**Work to complete**
Please count how many lines in the entries below contain "slope" and reply with the figure alone.

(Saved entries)
*** Block opens ***
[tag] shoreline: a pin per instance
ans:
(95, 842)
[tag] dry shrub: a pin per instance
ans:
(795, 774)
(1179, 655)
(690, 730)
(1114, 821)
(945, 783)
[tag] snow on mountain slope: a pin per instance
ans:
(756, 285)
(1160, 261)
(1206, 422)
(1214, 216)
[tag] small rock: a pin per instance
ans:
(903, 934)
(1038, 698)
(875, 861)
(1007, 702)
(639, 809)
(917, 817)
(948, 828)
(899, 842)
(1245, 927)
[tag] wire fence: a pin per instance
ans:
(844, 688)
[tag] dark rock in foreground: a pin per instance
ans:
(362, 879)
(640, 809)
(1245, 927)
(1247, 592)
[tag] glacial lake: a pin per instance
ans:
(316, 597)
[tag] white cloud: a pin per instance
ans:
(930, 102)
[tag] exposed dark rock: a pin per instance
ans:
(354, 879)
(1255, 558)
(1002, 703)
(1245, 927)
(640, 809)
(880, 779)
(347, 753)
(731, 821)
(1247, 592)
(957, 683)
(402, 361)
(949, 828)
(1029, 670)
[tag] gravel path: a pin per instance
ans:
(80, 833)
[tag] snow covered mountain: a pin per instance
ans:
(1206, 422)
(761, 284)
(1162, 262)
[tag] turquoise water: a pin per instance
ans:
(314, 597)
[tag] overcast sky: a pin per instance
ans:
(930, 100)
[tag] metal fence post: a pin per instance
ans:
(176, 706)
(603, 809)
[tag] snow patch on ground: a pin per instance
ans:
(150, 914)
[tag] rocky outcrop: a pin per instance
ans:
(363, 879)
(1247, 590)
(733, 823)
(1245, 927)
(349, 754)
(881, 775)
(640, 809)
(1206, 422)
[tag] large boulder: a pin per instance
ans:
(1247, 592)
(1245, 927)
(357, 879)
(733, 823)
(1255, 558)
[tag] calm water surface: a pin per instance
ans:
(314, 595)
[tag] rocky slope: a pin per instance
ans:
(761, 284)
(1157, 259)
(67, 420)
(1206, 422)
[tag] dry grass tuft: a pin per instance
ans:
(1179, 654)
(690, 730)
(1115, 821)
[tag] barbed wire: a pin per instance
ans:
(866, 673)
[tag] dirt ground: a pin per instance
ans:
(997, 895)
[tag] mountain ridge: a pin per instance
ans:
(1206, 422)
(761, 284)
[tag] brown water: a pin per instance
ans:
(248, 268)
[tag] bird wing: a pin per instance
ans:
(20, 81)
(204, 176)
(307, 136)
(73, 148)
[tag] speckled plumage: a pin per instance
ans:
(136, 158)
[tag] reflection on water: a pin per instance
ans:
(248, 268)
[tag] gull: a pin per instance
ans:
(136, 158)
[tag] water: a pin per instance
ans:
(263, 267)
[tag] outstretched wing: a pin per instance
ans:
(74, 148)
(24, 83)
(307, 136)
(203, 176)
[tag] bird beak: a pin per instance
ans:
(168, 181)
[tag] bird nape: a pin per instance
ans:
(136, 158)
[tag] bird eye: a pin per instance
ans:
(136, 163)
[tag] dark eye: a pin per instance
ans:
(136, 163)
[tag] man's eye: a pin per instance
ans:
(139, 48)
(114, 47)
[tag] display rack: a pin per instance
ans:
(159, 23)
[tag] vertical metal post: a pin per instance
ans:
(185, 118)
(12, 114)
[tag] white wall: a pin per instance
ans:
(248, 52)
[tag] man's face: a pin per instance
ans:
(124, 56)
*** Block closes ***
**Answer space**
2